→ **GOAL**: Quote every line of the material beneath this one.
-- Begin RECORDED DATA --
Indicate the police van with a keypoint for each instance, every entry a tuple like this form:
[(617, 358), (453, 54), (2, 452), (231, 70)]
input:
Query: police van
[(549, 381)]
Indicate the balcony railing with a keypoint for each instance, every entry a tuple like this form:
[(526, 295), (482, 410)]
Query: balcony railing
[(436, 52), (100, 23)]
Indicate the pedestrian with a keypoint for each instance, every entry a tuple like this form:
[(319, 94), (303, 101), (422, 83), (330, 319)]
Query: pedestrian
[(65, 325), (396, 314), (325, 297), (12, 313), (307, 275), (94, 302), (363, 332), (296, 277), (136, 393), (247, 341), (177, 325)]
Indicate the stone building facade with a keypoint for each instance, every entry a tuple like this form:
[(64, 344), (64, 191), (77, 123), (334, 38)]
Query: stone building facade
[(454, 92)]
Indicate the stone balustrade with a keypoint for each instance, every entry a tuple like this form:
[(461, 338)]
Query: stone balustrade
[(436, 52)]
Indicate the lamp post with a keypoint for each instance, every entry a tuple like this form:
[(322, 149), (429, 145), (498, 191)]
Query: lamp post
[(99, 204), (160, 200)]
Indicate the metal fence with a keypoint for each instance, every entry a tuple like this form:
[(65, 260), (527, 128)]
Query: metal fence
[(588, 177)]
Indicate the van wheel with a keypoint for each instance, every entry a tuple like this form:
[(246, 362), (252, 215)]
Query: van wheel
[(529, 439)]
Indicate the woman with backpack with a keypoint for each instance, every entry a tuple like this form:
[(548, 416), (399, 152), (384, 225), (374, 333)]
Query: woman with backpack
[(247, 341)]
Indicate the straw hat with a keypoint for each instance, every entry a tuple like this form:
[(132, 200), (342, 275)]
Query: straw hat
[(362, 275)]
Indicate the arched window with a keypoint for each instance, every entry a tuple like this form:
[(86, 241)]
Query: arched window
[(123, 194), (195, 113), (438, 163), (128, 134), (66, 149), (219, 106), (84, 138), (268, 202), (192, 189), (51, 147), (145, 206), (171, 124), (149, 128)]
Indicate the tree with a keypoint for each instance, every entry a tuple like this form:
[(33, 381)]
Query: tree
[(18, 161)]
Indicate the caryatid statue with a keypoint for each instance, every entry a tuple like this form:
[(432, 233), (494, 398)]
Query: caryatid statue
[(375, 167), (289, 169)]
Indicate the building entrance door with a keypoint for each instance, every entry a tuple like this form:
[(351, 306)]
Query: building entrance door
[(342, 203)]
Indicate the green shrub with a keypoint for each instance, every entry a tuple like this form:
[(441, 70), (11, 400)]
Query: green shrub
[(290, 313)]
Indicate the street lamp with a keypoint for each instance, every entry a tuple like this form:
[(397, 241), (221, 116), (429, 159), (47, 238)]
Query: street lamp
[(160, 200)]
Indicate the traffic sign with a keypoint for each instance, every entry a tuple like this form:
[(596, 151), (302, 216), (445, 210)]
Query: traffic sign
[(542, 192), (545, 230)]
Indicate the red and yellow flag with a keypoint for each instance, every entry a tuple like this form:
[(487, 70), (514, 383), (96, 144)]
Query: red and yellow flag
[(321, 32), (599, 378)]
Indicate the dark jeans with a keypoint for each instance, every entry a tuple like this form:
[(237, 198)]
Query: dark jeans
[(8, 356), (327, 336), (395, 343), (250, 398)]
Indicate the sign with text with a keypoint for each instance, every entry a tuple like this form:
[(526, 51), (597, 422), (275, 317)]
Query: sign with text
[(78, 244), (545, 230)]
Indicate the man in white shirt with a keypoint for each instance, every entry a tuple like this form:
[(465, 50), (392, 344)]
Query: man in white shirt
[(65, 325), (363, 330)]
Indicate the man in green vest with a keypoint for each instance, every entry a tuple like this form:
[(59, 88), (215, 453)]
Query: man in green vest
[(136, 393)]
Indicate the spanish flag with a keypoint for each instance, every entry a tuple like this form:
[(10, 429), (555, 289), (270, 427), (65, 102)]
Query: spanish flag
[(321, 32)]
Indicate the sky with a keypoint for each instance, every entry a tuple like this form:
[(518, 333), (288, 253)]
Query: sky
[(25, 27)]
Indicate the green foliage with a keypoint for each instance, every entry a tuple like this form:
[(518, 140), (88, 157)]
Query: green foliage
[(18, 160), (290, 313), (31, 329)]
-- End RECORDED DATA --
→ **TASK ANSWER**:
Indicate the police van with a keypoint for each instance, every entry a tuple like this form:
[(617, 358), (453, 54), (2, 452), (231, 70)]
input:
Query: police van
[(549, 381)]
Indicate the balcony railing with a keypoint for each instance, every entry a tuple like this form:
[(526, 295), (482, 410)]
Query: balcony railing
[(436, 52), (100, 23)]
Indicate the pedestrian with a keypoint for each instance, every entry a tuple like this form:
[(319, 94), (303, 101), (422, 83), (330, 319)]
Query: pedestrian
[(65, 325), (396, 314), (325, 297), (12, 313), (307, 275), (94, 302), (363, 332), (296, 277), (136, 393), (247, 341), (177, 325)]
Indicate the stone building facade with a keypoint for each instance, every entry a tuple like this form:
[(64, 344), (64, 191), (77, 123), (334, 38)]
Query: stone building facade
[(454, 92)]
Indicate the stone balustrade with a keypoint for each instance, every entry a tuple like this form:
[(461, 338)]
Query: stone balustrade
[(436, 52)]
Indicate the lamp post with a keypoint for each instance, every entry a tuple like this form:
[(322, 149), (429, 145), (498, 191)]
Query: lamp post
[(99, 204), (160, 200)]
Indicate the metal fence with a keypoint for each instance, every entry a tuple like this form:
[(65, 260), (527, 128)]
Query: metal fence
[(588, 177)]
Indicate the van wheel with a keypoint for each instance, every entry a tuple like this form:
[(246, 362), (252, 215)]
Query: van wheel
[(529, 439)]
Indicate the woman with backpack with a keypoint for each instance, every entry a tuple like this form:
[(548, 416), (399, 152), (384, 225), (374, 333)]
Query: woman with backpack
[(247, 341)]
Indicate the straw hat with a keypoint for each instance, every entry a tuple like this form:
[(132, 200), (342, 275)]
Query: straw hat
[(362, 275)]
Indicate the arched window with a keypoint for each instance, every entry a tuple like this form:
[(86, 241)]
Query: arched window
[(123, 194), (195, 113), (438, 163), (128, 134), (66, 149), (219, 106), (84, 138), (268, 202), (192, 189), (51, 147), (145, 206), (171, 124), (149, 128)]
Indicate the tree with a keypoint for each instance, every entry a tuple like this form:
[(33, 381)]
Query: tree
[(18, 161)]
Indicate the caryatid statue with a keypoint for each instance, every entry a tuple like this form:
[(432, 233), (494, 398)]
Query: caryatid statue
[(375, 167), (289, 169)]
Indicate the building entrance door with a keypoint for each instance, every entry a tuple like this form:
[(351, 306)]
Query: building entrance door
[(342, 203)]
Indicate the green shrub with a keypoint for each instance, every entry a tuple like this form:
[(441, 70), (11, 400)]
Query: green shrub
[(290, 313)]
Indicate the street lamp with a keypoint for each instance, every entry a tuple like this form:
[(397, 241), (221, 116), (429, 159), (47, 238)]
Query: street lamp
[(160, 200)]
Indicate the traffic sign with a keypoint for each instance, every entry a tuple like this form:
[(596, 151), (302, 216), (445, 210)]
Query: traffic sign
[(542, 192), (545, 230)]
Indicate the red and yellow flag with a keypoint for each instance, every entry a tuple like this form:
[(487, 70), (514, 383), (96, 144)]
Query: red and yellow flag
[(321, 32), (599, 378)]
Indicate the dark jeans with a keypoint for each instance, every entry a tuple like this form:
[(237, 198)]
Query: dark jeans
[(8, 356), (327, 336), (395, 343), (250, 398)]
Indicate the sign with text with a keypoint for each instance, every entry a tuple like this form:
[(526, 51), (597, 422), (275, 317)]
Query: sign with text
[(78, 244), (545, 230)]
Indicate the man in white shirt with a keypoint for each instance, every entry a tuple like this form:
[(465, 50), (392, 344)]
Query: man in white shirt
[(65, 325), (363, 330)]
Indicate the man in green vest with a keypoint for each instance, every entry a tuple like this form:
[(59, 88), (215, 453)]
Query: man in green vest
[(136, 393)]
Indicate the spanish flag with a keypoint for each instance, every entry a tuple like this form:
[(10, 429), (555, 289), (270, 427), (65, 102)]
Query: spanish flag
[(321, 32)]
Indicate the sky with a keypoint for each instance, every entry a tuple like this form:
[(518, 333), (288, 253)]
Query: sky
[(25, 27)]
Indicate the green foliage with a keypoint for each instance, every entry a tuple like this form:
[(518, 140), (88, 157)]
Query: green foliage
[(18, 160), (290, 313), (31, 329)]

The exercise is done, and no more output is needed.